==== Source document ====
When in doubt – PANIC.
Whenever there is some kind of panic, be it weather, earthquake or plague the first instinct seem to be an urge to empty supermarket shelves.
Here in Ireland the obsession seems to be bread. Now I haven’t experienced a bread shortage since the Great Snow of ’82 but there seems to be an urge deep within the Irish psyche to grab every last remaining loaf. At the first whisper of some kind of event, they’re off filling their supermarket trolleys with sliced pans.
Now unless they have gigantic freezer cabinets they will have to develop a taste for green moldy slices, as bread doesn’t last very long. Herself likes a slice of toast in the morning so we get through one slice a day. I now buy half loaves as Herself bitches like mad if there is a hint of green and blue wildlife on her slice [she’s very fussy]. I used to try my hardest to scrape off the fluffy bits but she always somehow knew.
==== Extracted entries ====
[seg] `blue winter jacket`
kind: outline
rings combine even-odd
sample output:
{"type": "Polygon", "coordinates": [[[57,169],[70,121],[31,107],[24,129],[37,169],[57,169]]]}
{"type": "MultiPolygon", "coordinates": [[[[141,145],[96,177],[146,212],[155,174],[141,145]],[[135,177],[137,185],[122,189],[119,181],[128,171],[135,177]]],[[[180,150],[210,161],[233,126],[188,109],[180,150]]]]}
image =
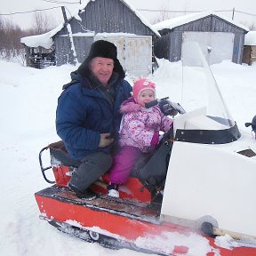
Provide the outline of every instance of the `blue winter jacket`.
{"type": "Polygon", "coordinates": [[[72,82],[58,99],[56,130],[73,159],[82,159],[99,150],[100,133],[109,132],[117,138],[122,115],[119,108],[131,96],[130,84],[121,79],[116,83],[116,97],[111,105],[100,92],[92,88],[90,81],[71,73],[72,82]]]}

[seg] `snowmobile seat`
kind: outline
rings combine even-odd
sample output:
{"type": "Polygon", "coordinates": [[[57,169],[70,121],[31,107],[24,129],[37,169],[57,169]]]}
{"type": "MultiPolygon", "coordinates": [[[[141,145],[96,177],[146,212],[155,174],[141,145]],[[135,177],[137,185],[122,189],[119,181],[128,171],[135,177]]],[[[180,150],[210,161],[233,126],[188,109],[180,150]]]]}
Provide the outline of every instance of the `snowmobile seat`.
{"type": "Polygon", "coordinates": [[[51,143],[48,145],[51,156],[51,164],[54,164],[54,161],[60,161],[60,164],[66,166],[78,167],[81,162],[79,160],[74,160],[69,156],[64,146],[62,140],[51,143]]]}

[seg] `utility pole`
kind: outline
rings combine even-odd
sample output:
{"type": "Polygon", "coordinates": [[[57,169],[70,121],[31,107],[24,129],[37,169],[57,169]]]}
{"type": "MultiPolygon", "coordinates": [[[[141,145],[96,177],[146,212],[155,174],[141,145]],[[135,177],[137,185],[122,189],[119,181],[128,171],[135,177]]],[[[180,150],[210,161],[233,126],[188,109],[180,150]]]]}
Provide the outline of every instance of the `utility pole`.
====
==== Extracted entries ====
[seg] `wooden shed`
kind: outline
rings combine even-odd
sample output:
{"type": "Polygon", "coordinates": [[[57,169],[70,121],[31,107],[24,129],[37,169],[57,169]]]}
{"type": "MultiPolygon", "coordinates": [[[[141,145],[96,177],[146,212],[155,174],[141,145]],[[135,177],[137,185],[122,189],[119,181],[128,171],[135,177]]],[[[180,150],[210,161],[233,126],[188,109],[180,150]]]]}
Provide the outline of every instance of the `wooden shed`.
====
==== Extracted entries ====
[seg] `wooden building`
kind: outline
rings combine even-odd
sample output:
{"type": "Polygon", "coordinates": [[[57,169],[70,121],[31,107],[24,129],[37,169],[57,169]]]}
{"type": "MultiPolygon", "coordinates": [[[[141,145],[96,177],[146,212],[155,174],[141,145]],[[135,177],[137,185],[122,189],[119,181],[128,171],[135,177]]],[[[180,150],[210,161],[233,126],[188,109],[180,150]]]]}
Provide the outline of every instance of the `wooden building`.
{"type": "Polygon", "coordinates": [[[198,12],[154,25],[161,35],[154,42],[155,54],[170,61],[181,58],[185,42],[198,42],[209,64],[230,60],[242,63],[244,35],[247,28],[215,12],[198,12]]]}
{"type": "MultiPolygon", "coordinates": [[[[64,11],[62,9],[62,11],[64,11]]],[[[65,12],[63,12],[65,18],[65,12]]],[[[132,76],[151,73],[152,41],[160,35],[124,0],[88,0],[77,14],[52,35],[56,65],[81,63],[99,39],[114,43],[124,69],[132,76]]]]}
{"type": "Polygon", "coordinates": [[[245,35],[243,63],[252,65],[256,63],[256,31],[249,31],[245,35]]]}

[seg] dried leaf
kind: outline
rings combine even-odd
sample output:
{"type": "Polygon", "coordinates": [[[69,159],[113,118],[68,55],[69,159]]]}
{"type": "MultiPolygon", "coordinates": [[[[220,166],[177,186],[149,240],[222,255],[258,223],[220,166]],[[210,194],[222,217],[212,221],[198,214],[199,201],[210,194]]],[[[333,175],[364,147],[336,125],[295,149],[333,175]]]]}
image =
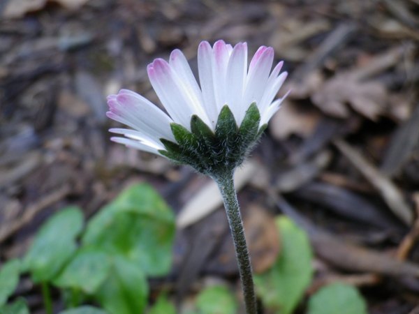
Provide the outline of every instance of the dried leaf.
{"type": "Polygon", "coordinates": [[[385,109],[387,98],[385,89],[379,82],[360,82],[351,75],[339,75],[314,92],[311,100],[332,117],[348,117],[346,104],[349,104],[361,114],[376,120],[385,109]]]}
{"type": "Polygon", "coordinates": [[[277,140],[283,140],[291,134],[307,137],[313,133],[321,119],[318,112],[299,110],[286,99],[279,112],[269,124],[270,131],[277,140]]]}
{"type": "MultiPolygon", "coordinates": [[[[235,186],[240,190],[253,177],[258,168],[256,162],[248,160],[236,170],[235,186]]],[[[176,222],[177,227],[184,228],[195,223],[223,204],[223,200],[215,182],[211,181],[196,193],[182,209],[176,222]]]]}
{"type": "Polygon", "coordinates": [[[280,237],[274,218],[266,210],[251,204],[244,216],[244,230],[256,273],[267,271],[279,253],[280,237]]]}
====
Set of tasks:
(a) According to the piece on panic buying, what event marked the last bread shortage the writer experienced?
(b) Extend the piece on panic buying bread in Ireland, picking up after its final sentence.

Results for the exercise:
(a) The Great Snow of ’82.

(b)
I suppose there is some logic in grabbing bread, though my preference would be to stock up on whiskey and baccy. Man cannot live by bread alone, but it helps.
But then I look across the water, and what are they stockpiling? Fucking toilet rolls! Why, in the name of God? Toilet paper? Do the Brits expect any snowstorm or lurgy to give them explosive diarrhea? They don’t care if they starve just so long as their arses are clean?
I suspect it goes back to their childhood when their mammies told them to always put on clean underwear when going out “as you never know when you’ll be hit by a bus”. I always imagined if I were hit by a bus then I would have more pressing thoughts than whether my pants were clean or not [and having been hit by a bus I imagine I would have crapped myself anyway?].
On the other hand, maybe they have the idea that when they pop their clogs they can be wrapped in toilet paper and mummify themselves?
Or maybe their impending doom gives them an urge to write their life stories?